■ **Directive**
Lay out all of the material below as a JSON list of strings, with each line as its own string and blank lines left out.

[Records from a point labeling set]
######

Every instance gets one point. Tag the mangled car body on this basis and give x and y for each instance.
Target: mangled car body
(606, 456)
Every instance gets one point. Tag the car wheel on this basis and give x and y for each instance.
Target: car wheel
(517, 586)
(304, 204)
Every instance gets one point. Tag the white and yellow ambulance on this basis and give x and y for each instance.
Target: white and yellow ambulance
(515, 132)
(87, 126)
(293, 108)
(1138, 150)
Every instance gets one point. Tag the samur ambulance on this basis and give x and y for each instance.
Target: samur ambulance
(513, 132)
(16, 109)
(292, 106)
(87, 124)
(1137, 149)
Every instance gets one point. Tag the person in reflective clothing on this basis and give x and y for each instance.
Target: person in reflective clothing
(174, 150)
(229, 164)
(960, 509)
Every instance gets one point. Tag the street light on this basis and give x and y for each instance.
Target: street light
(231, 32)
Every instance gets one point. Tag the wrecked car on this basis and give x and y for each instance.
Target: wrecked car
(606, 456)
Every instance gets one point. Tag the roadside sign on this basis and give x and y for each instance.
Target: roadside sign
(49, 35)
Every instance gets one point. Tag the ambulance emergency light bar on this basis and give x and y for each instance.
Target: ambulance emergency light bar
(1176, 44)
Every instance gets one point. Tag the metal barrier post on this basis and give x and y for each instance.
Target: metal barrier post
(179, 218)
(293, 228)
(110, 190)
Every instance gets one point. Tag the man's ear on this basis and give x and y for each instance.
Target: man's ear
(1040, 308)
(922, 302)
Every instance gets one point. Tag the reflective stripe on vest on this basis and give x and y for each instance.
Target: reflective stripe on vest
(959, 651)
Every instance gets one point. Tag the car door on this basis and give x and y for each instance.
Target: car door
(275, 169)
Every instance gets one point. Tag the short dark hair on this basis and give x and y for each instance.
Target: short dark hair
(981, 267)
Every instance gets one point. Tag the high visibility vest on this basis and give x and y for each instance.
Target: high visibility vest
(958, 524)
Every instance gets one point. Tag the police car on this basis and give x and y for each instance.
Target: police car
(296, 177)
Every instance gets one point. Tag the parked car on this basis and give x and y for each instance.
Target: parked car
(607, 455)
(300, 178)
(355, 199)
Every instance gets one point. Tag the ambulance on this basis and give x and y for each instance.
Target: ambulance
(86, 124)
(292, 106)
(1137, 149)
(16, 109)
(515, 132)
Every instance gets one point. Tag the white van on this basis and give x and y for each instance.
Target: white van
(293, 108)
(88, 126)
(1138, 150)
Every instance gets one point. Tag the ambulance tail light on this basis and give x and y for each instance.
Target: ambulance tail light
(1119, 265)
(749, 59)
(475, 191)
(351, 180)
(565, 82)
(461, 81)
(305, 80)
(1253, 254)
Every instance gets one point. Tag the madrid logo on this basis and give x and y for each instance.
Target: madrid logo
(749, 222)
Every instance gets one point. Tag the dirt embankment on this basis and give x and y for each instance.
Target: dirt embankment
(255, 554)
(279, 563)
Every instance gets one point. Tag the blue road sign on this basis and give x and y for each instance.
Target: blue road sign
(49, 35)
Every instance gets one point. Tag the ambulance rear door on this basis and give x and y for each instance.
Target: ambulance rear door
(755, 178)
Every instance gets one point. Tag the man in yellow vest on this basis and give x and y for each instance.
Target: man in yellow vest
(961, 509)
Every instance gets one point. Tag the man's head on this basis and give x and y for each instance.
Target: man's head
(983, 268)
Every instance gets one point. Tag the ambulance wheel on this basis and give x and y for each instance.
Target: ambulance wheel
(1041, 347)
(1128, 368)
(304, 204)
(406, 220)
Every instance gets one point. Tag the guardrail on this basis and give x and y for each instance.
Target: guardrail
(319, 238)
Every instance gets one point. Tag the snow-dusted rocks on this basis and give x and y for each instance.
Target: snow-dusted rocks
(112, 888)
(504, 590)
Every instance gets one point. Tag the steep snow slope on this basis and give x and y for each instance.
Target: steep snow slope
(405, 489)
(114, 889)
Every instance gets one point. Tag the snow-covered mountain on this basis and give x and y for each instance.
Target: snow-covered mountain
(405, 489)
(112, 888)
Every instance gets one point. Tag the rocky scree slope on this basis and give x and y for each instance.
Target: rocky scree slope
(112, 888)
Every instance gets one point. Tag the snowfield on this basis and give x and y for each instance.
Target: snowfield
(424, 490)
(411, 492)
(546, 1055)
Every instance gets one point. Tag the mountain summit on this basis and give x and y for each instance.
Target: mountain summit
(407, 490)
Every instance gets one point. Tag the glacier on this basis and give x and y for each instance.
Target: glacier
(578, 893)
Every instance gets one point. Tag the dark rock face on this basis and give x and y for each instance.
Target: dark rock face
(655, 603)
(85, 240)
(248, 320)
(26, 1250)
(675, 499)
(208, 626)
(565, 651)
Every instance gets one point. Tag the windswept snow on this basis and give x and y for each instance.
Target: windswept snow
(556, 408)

######

■ **Response to this task**
[
  "Every instance gets one point. Tag the mangled car body on this basis and give x and y for each instance.",
  "Target: mangled car body",
  "(606, 456)",
  "Every instance gets one point. Tag the car wheel on this basis and give x and y for each instance.",
  "Target: car wheel",
  "(517, 586)",
  "(304, 204)",
  "Every instance gets one point. Tag the white and yellow ambulance on this basis and give x and y for each instance.",
  "Target: white and yellow ambulance",
  "(515, 132)",
  "(87, 126)",
  "(293, 108)",
  "(1138, 150)",
  "Every instance gets one point. Tag the samur ambulance on this basis and give x and y for each instance.",
  "Target: samur ambulance",
  "(513, 132)",
  "(16, 109)",
  "(292, 106)",
  "(87, 124)",
  "(1137, 149)",
  "Every instance gets one point. Tag the person in reflective clothing on this basis and give x and y for each instance.",
  "Target: person in reflective clothing",
  "(174, 150)",
  "(229, 164)",
  "(960, 509)",
  "Every instance gets one point. Tag the street light on this basis and give x and y for each instance.",
  "Target: street light",
  "(231, 32)",
  "Every instance gets one point. Tag the wrecked car on this basis and give x and y for each instance.",
  "Target: wrecked car",
  "(606, 456)",
  "Every instance gets one point. Tag the roadside sign on this basis and give x and y for each instance.",
  "Target: roadside sign",
  "(49, 35)",
  "Every instance gets one point. Tag the ambulance emergency light bar on this basis and give x and y for each instance.",
  "Target: ambulance emergency light bar",
  "(1176, 44)",
  "Every instance gets one point. Tag the metal barrier post on this basis and give x and y for each instance.",
  "Target: metal barrier post",
  "(179, 218)",
  "(293, 228)",
  "(110, 190)",
  "Every instance gets one point. Tag the man's ear on this basis and give x and y for each instance.",
  "Target: man's ear",
  "(1040, 308)",
  "(922, 302)",
  "Every instance gets one point. Tag the reflective stripe on vest on this basis and give x and y for each instance.",
  "Target: reflective stripe on vest",
  "(959, 651)",
  "Every instance gets one point. Tag the car door on this basis and give x and y for each instance.",
  "Target: car door",
  "(275, 169)",
  "Every instance gets one point. Tag the short dark hair on this basis and give x and y for each instance.",
  "Target: short dark hair",
  "(981, 267)",
  "Every instance gets one point. Tag the high visibility vest on this basis and give x and y for each instance.",
  "Target: high visibility vest",
  "(958, 524)",
  "Every instance gets one point. Tag the police car on this basis and give x and y for each instance.",
  "Target: police car",
  "(296, 177)",
  "Every instance gets one point. Tag the parked car on this basis and give x and y for each instance.",
  "Target: parked car",
  "(607, 455)",
  "(300, 178)",
  "(355, 199)",
  "Every instance gets one point. Tag the ambulance on this basis and give x and y for each instance.",
  "Target: ambulance",
  "(86, 124)",
  "(292, 106)",
  "(1137, 149)",
  "(16, 109)",
  "(515, 132)",
  "Every instance gets one point. Tag the white van on this basis and give x and y for each instance.",
  "Target: white van",
  "(293, 108)",
  "(88, 126)",
  "(1138, 150)",
  "Every instance gets one point. Tag the ambulance tail light on this basis and give x and y for each instance.",
  "Target: ambulance tail light",
  "(1119, 265)",
  "(749, 59)",
  "(475, 191)",
  "(351, 180)",
  "(565, 82)",
  "(461, 81)",
  "(305, 80)",
  "(1253, 254)",
  "Every instance gets one point. Tag the madrid logo on this basis and give x and y for each instance.",
  "Target: madrid logo",
  "(749, 222)",
  "Every instance gets one point. Tag the dirt embankment on this basis and give x and y for each instance.",
  "Target: dirt embankment",
  "(255, 554)",
  "(279, 563)",
  "Every instance gets one point. Tag the blue road sign on this basis and give x and y for each instance.",
  "Target: blue road sign",
  "(49, 35)",
  "Every instance gets one point. Tag the ambulance rear door on this basis and give x and y for each instance.",
  "Target: ambulance rear door",
  "(755, 178)",
  "Every instance gets one point. Tag the man in yellow vest on this basis and give x and y for each instance.",
  "Target: man in yellow vest",
  "(961, 509)",
  "Every instance gets one point. Tag the man's head on this basis and give x and y for each instance.",
  "Target: man's head",
  "(983, 268)",
  "Every instance gets one point. Tag the ambulance wheel on this basis and give x and y for each instance.",
  "Target: ambulance wheel",
  "(1041, 347)",
  "(1128, 368)",
  "(304, 204)",
  "(406, 220)",
  "Every instance gets one point. Tag the guardrail on this basis and give x and y for each instance.",
  "Target: guardrail",
  "(319, 238)",
  "Every instance gets one point. Tag the snow-dusted rocks on this basis and give x and y for each instance.",
  "Target: snow-dusted rocks",
  "(112, 888)",
  "(504, 590)",
  "Every instance gets one point. Tag the steep snow slope on this basis and give x and y for each instance.",
  "Target: steep snow slope",
  "(405, 489)",
  "(114, 889)",
  "Every instance gets one point. Tag the snow-covered mountain on this basis and give x and y for each instance.",
  "Target: snow-covered mountain",
  "(405, 489)",
  "(112, 888)",
  "Every instance gets one point. Tag the rocky scree slope on this basis and give x and y for each instance.",
  "Target: rocky scree slope",
  "(112, 888)",
  "Every instance gets one point. Tag the snowfield on this basis and give x and y for each instance.",
  "Target: snowfield",
  "(424, 490)",
  "(411, 492)",
  "(546, 1055)",
  "Every instance gets one point. Tag the mountain summit on this basis and give x and y for each instance.",
  "Target: mountain summit",
  "(407, 490)",
  "Every instance gets one point. Tag the glacier on this basis and give x and y for each instance.",
  "Target: glacier",
  "(578, 893)",
  "Every instance gets one point. Tag the dark rock face on this basis and give x and y for each instance.",
  "Target: dark rock face",
  "(655, 603)",
  "(85, 240)",
  "(248, 320)",
  "(26, 1250)",
  "(675, 499)",
  "(208, 626)",
  "(565, 651)",
  "Every instance gets one point. Tag the windswept snow on this basis and give x and y for each instance.",
  "Target: windswept snow",
  "(556, 408)"
]